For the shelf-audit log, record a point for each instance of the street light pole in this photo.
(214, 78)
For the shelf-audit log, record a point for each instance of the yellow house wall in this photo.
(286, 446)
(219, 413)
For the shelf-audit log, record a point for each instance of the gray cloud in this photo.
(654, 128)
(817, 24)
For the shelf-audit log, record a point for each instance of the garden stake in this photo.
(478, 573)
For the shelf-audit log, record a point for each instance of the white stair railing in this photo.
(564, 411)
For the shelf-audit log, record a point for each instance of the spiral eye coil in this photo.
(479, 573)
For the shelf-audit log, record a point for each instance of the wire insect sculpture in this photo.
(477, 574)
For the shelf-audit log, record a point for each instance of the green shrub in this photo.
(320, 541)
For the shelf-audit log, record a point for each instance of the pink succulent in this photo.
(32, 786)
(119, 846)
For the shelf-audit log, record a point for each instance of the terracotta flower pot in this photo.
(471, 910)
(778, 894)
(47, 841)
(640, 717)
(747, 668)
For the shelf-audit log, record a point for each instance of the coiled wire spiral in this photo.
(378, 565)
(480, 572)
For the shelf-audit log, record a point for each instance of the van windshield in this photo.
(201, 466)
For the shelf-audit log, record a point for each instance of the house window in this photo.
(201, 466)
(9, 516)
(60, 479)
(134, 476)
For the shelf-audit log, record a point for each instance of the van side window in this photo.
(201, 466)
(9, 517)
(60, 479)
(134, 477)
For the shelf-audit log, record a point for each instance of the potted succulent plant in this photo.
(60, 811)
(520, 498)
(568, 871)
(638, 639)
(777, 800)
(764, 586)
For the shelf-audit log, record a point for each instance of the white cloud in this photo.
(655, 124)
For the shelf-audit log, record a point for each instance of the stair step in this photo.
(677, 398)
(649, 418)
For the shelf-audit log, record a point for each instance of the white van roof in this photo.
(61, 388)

::::::::

→ PROBLEM TO WORK ON: From the line containing "windshield in this photo." to the last line of the records above, please write out every line exactly and add nothing.

→ YOUR RESPONSE:
For the shelf-audit log, record a point for each instance of the van windshield in this photo.
(201, 466)
For the shelf-audit log, record a point for each instance of the house window in this photo.
(201, 466)
(9, 516)
(60, 479)
(134, 476)
For the shelf-audit log, record a point for each instance of the van side window in this photo.
(201, 466)
(9, 517)
(60, 479)
(134, 477)
For the shelf-audit log, record a point for each instance of the potted succulent plant in this photo.
(60, 811)
(520, 498)
(568, 871)
(638, 639)
(777, 800)
(764, 586)
For the shelf-audit log, record a point for each instance of the white cloud in this photo.
(655, 124)
For the shelf-audit log, record a point for each instance of the stair step in this photo.
(677, 398)
(649, 418)
For the shelf-audit log, record a point for each instance of the white van roof in this photo.
(61, 388)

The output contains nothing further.